**What you will do:** Repeat what the lines below say, word for word, and skip every image.
:::::
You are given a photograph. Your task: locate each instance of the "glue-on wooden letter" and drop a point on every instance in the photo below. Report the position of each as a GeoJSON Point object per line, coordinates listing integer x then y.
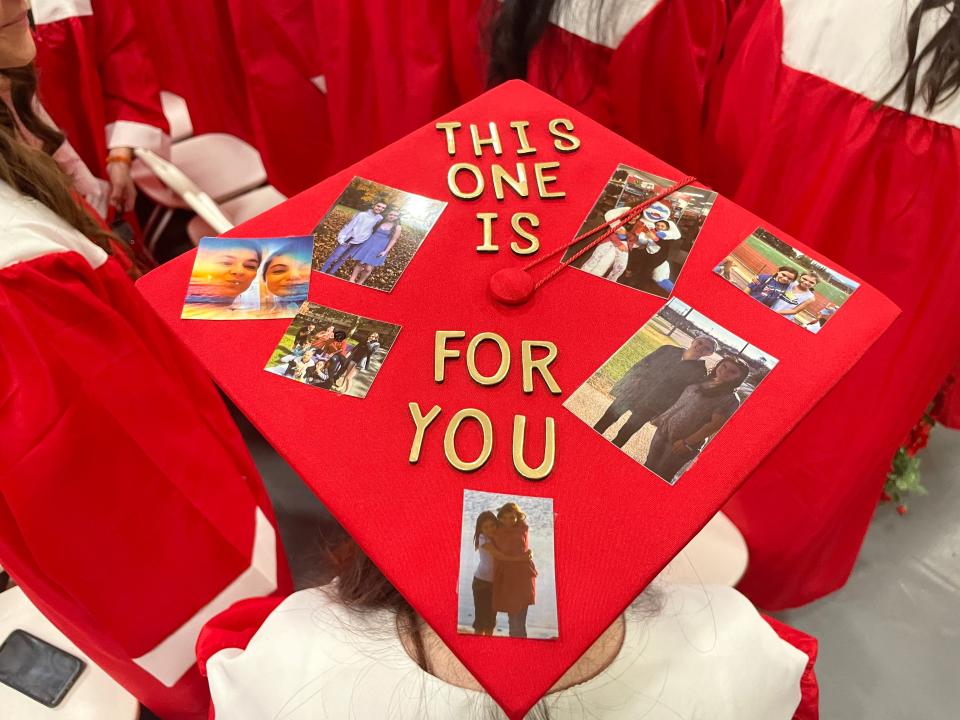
{"type": "Point", "coordinates": [533, 240]}
{"type": "Point", "coordinates": [519, 184]}
{"type": "Point", "coordinates": [448, 128]}
{"type": "Point", "coordinates": [441, 353]}
{"type": "Point", "coordinates": [549, 449]}
{"type": "Point", "coordinates": [543, 179]}
{"type": "Point", "coordinates": [493, 141]}
{"type": "Point", "coordinates": [520, 128]}
{"type": "Point", "coordinates": [421, 422]}
{"type": "Point", "coordinates": [541, 365]}
{"type": "Point", "coordinates": [450, 438]}
{"type": "Point", "coordinates": [572, 141]}
{"type": "Point", "coordinates": [454, 186]}
{"type": "Point", "coordinates": [501, 372]}
{"type": "Point", "coordinates": [487, 220]}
:::::
**Finished task:**
You are given a photograph. Your task: locate each instance of the "glue-on wooden letter" and drop a point on every instance in the photo below. Report the position of each as a GeoJSON Point object per line, coordinates listing integer x then y.
{"type": "Point", "coordinates": [533, 240]}
{"type": "Point", "coordinates": [519, 184]}
{"type": "Point", "coordinates": [448, 128]}
{"type": "Point", "coordinates": [441, 353]}
{"type": "Point", "coordinates": [549, 449]}
{"type": "Point", "coordinates": [543, 179]}
{"type": "Point", "coordinates": [493, 141]}
{"type": "Point", "coordinates": [520, 128]}
{"type": "Point", "coordinates": [421, 422]}
{"type": "Point", "coordinates": [541, 365]}
{"type": "Point", "coordinates": [450, 438]}
{"type": "Point", "coordinates": [572, 141]}
{"type": "Point", "coordinates": [454, 186]}
{"type": "Point", "coordinates": [501, 372]}
{"type": "Point", "coordinates": [487, 220]}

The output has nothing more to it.